» Your objective: Which lines of the entries contain the string "excavator"? Copy each of them.

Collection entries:
<<<<

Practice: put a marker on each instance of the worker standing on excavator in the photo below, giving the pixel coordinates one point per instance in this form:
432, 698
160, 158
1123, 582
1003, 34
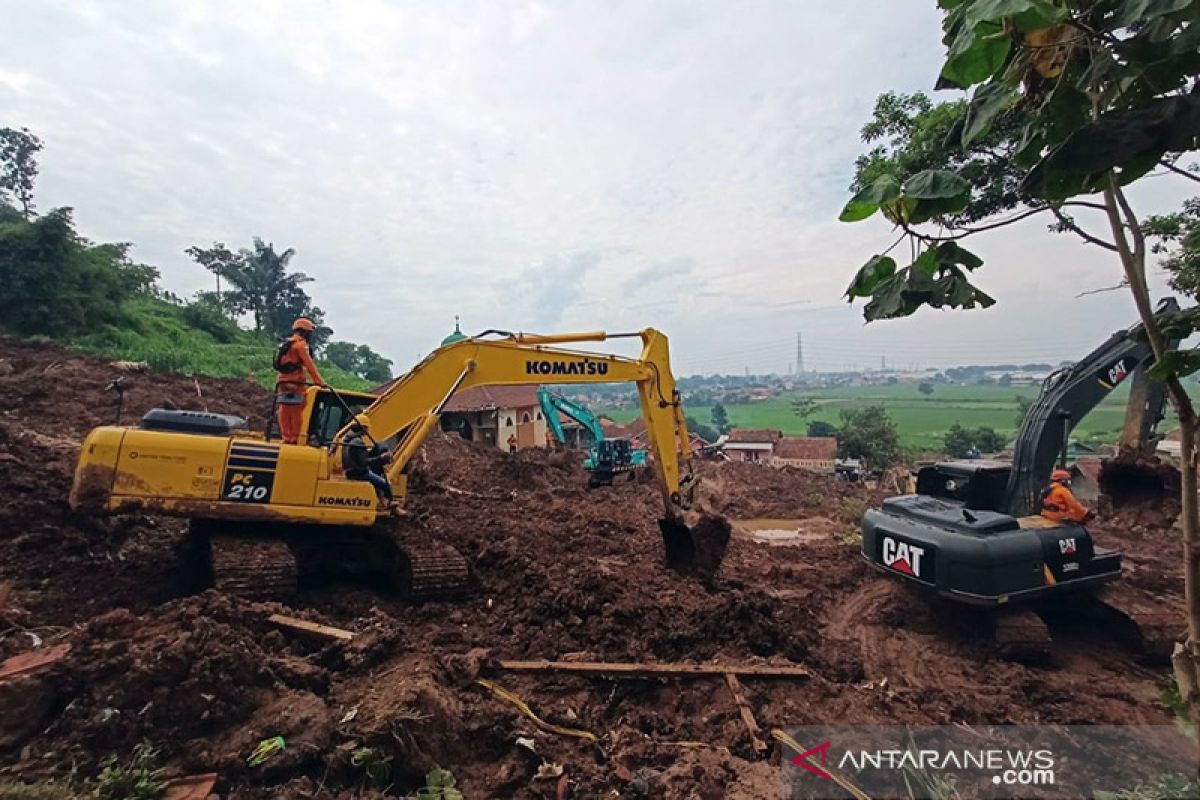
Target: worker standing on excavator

>>>>

» Response:
Practice: put a marker on each instance of the worker standing on excavator in the photo below, giving the pixel coordinates one point per instance in this form:
Target: worker standing on excavator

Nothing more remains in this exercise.